Top of Record set
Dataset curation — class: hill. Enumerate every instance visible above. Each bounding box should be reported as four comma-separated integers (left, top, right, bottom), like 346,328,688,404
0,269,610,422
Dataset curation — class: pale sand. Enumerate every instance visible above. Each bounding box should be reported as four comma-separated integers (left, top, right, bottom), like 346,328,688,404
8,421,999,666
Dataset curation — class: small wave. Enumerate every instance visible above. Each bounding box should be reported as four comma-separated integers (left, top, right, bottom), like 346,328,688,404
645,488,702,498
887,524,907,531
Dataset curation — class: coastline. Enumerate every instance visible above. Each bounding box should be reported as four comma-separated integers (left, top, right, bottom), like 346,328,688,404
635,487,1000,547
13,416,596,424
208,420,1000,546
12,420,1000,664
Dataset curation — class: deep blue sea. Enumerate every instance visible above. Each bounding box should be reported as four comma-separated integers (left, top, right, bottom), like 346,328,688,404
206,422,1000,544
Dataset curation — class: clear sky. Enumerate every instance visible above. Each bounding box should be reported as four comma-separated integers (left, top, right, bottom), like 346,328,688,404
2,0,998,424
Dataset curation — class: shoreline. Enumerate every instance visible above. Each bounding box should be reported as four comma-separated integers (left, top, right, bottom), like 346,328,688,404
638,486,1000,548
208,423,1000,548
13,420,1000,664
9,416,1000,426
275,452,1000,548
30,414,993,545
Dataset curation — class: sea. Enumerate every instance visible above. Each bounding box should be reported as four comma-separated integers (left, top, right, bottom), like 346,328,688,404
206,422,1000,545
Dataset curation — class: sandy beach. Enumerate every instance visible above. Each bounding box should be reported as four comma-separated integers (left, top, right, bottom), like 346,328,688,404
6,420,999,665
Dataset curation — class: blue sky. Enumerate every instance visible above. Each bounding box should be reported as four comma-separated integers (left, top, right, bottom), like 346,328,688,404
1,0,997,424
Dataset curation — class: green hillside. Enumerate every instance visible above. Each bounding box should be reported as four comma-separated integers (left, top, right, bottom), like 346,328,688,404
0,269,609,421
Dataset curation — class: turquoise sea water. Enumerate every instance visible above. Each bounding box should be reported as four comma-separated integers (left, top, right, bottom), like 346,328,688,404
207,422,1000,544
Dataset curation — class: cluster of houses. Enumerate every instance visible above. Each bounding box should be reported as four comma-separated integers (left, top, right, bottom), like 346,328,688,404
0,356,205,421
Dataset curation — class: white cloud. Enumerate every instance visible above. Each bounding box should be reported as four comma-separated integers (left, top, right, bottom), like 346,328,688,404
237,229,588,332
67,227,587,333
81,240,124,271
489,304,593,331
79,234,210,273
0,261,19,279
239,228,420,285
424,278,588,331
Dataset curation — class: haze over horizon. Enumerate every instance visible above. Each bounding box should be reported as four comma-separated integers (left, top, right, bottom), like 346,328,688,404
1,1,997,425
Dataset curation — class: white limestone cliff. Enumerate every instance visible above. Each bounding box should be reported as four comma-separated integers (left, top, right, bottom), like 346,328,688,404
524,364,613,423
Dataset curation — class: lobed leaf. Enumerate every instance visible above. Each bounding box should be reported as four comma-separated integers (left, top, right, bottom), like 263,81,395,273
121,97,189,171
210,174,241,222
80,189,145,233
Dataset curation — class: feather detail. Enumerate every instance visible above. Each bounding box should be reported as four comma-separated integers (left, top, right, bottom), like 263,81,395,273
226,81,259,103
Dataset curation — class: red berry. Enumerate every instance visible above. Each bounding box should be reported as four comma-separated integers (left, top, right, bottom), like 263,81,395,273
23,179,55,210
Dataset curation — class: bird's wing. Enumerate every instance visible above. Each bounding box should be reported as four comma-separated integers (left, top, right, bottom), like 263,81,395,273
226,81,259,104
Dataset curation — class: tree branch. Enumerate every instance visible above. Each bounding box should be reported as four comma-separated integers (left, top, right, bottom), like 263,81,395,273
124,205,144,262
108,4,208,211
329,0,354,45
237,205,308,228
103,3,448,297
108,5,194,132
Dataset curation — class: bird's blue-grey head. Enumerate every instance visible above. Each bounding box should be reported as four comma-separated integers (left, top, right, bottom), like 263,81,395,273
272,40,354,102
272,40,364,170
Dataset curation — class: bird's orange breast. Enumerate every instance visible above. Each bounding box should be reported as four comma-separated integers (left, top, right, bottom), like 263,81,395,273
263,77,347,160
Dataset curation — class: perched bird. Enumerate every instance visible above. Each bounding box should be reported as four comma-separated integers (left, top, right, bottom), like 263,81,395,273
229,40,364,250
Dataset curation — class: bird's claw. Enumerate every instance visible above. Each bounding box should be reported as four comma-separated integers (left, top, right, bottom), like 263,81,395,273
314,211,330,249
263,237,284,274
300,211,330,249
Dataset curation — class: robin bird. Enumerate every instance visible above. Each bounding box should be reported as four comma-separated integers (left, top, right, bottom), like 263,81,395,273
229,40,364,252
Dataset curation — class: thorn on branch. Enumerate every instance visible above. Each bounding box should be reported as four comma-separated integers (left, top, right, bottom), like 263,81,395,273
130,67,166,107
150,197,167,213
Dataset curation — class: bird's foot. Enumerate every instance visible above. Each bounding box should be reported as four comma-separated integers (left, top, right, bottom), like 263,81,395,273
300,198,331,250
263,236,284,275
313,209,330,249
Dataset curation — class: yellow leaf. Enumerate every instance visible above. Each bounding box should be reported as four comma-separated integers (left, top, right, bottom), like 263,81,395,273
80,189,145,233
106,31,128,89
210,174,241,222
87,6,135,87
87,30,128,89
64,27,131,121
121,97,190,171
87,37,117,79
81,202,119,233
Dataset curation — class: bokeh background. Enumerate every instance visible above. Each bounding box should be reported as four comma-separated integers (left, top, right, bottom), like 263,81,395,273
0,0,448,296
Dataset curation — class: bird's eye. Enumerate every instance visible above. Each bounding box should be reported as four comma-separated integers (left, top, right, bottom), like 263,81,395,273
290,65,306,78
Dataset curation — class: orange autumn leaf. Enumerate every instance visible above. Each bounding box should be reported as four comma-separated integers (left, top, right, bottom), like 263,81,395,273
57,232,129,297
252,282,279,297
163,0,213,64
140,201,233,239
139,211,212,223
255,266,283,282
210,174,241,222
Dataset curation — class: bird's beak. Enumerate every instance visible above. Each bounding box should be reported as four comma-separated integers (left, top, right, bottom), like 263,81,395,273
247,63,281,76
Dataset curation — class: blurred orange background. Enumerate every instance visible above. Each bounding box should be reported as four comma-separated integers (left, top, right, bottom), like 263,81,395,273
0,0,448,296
Bottom of Record set
_Problem_.
Transcribe each of the records above exactly.

_Exercise response_.
Dataset curation — class: hill. Enumerate every instance visible above. Each bounding box should be reported as four comma-separated integers (left, top, right, bottom), like 346,328,688,404
0,269,610,422
Dataset curation — class: pale sand. Enumerate every instance visible above. Each bounding box should be reported as four comma-separated integers (left, top, right, bottom), like 346,328,688,404
8,421,999,666
Dataset curation — class: small wave. Enumerate every instance visible above. Each bounding box should be reported as four comma-separated integers (left, top, right, bottom), like 346,328,688,404
645,488,702,498
887,524,907,531
Dataset curation — class: coastline. Enumerate every instance visible above. Each bounding box should be reported as four comma-separated integers (left, top, right, bottom), like 346,328,688,404
635,487,1000,547
13,416,596,424
208,420,1000,546
12,420,1000,664
Dataset curation — class: deep blue sea. Enumerate every instance visible above. Each bounding box should be reported as four comma-separated integers (left, top, right, bottom), like 346,328,688,404
206,422,1000,544
Dataset curation — class: clear sky. Enumerate every instance visible above. Each bounding box should be reported as four comma-separated integers (left, top, right, bottom), like 346,328,688,404
2,0,998,424
Dataset curation — class: shoreline. Enumerate every instance visible above. Each bounding box should be reported as four comma-separated integers (left, top, right, bottom), like 346,328,688,404
638,486,1000,548
208,423,1000,548
13,420,1000,664
9,416,1000,426
275,452,1000,548
30,414,993,545
Dataset curation — class: sea. Enumerate every instance visible above. Each bounding box should be reported as four comma-separated integers (left, top, right, bottom), like 346,328,688,404
206,422,1000,545
Dataset curation — class: sandy beach. Enumerate every instance visible above. Each bounding box should be reported as four comma-separated integers (left, top, right, bottom), like 346,328,688,404
6,420,999,665
Dataset curation — class: blue sky. Enumerate every instance visible above. Each bounding box should be reported as four comma-separated integers (left, top, right, bottom), like 346,328,688,404
1,0,997,424
Dataset curation — class: green hillside. Enumerate every instance visible above. Each bounding box should be reported as four comma-separated integers (left, top, right, bottom), like 346,328,688,404
0,269,609,421
Dataset curation — class: turquoise sea water. Enumerate every instance visible above. Each bounding box should be reported as four comma-separated integers (left, top, right, bottom), like 346,328,688,404
207,422,1000,544
Dataset curation — class: cluster of houses. Enumerate every instance visible above. Each bounding box should be reported as four comma-separated integers (left, top, right, bottom), like 346,328,688,404
0,356,205,421
Dataset curation — class: white cloud. Enumerate every instance visible above. Each bounding box should be reported as four comma-separated integers (left, top, right, bottom), like 346,328,688,404
237,229,588,332
67,227,587,333
81,240,124,271
489,304,593,331
79,234,210,273
0,261,19,279
239,228,420,285
424,278,588,331
Dataset curation — class: haze over horizon. Enumerate every instance visible above. Each bounding box should be reported as four comma-separated integers (left, top, right, bottom), like 346,328,688,404
1,1,997,425
Dataset curation — class: white limestone cliff. Enumerate every instance visible above. Each bounding box should be reported as four comma-separated integers (left, top, right, bottom), like 346,328,688,404
524,364,613,423
Dataset curation — class: lobed leaf. Enumerate every instance visible above. Each bounding box should be reported as four comma-separated integers (left, top, right, bottom), like 263,81,395,273
121,97,189,171
210,174,241,222
80,189,145,233
Dataset curation — class: feather detail. Enumerate every instance visible above. Each bounding box should be reported as four comma-separated integers (left, top, right, bottom), like 263,81,395,273
226,81,259,103
Dataset curation — class: red berry. Enumerate every instance visible above. Each bounding box should be reported as four comma-separated integers (left, top, right, bottom), like 263,81,395,273
23,179,55,210
Dataset curation — class: bird's wing. Enumerate every instance visible above. Each bounding box should be reported as four comma-separated integers (left, top, right, bottom), like 263,81,395,273
226,81,259,104
Dataset curation — class: tree branch. Enumerate every instance visible above. Each bounding box should be reported as four comma-separated integers (left, top, right, bottom), like 263,81,395,273
124,205,144,262
108,4,208,211
329,0,354,45
237,205,308,228
103,3,448,297
108,5,194,132
Dataset curation — class: bird's blue-grey head. Enumerate every instance visible above. Each bounding box should be reported as four comma-separated integers (left, top, right, bottom), like 263,81,395,273
272,40,354,102
272,40,364,170
Dataset curation — class: bird's orange breast. Enumerate every instance visible above. Each bounding box should be reported as four comma-separated integers (left, top, right, bottom), like 263,81,395,273
263,77,347,160
Dataset curation — class: perched bird. Enumerate every instance visible above. Each bounding box should be reported as four comma-separated integers (left, top, right, bottom), like 263,81,395,273
229,40,364,250
Dataset curation — class: bird's claw. Enumerate every instance visible above. Each bounding box should be reported as four comma-separated integers (left, top, right, bottom), like 263,81,395,273
314,211,330,249
263,237,284,274
300,211,330,249
Dataset curation — class: robin bird. Enumerate every instance visible above. Each bounding box should be reported as four comma-separated integers (left, top, right, bottom), like 263,81,395,273
229,40,364,252
Dataset curation — class: thorn on branch. Enumerate every instance visible above. Each bounding box should be reported as four comma-separated integers (left, top, right, bottom), like 263,81,395,273
130,67,166,107
150,197,167,213
Dataset curation — class: bird's foot. Enumerate every instance visible above. Each bounding box should be reported as four comma-separated integers (left, top, right, bottom), like 263,81,395,273
300,198,331,250
263,236,284,275
313,209,330,249
Dataset curation — class: yellow leaf. Enumerate every instance visible above. Each bounding box should be reported as four comma-separated integers (left, top, right, bottom), like 263,81,395,273
80,189,145,233
106,31,128,89
210,174,241,222
87,6,135,87
87,30,128,89
64,27,131,121
121,97,190,171
87,37,117,79
81,202,119,233
Dataset curation — class: bokeh background. Enumerate every instance visible above. Each bounding box should be reported as four comma-separated integers (left, top, right, bottom), like 263,81,395,273
0,0,448,296
Dataset curation — class: bird's eye. Enumerate every instance visible above. Each bounding box should be reported as four comma-separated integers (left, top, right, bottom), like 263,81,395,273
290,65,306,78
Dataset curation — class: orange autumn leaf. Enumerate every instance visible above. Each bounding box should be reported as four comma-separated integers (left, top, right, bottom), like 263,81,395,273
57,232,129,297
252,282,279,297
163,0,213,64
140,201,233,239
139,211,212,223
255,266,283,282
210,174,241,222
Dataset curation — class: bird's beak. Enumerate every instance visible above. Each bounding box should be reported as four comma-separated integers (left, top, right, bottom), like 263,81,395,273
247,63,281,76
Dataset curation — class: blurred orange background. Enumerate every instance visible above. Each bounding box should be reported as four comma-separated integers (left, top, right, bottom), like 263,81,395,273
0,0,448,296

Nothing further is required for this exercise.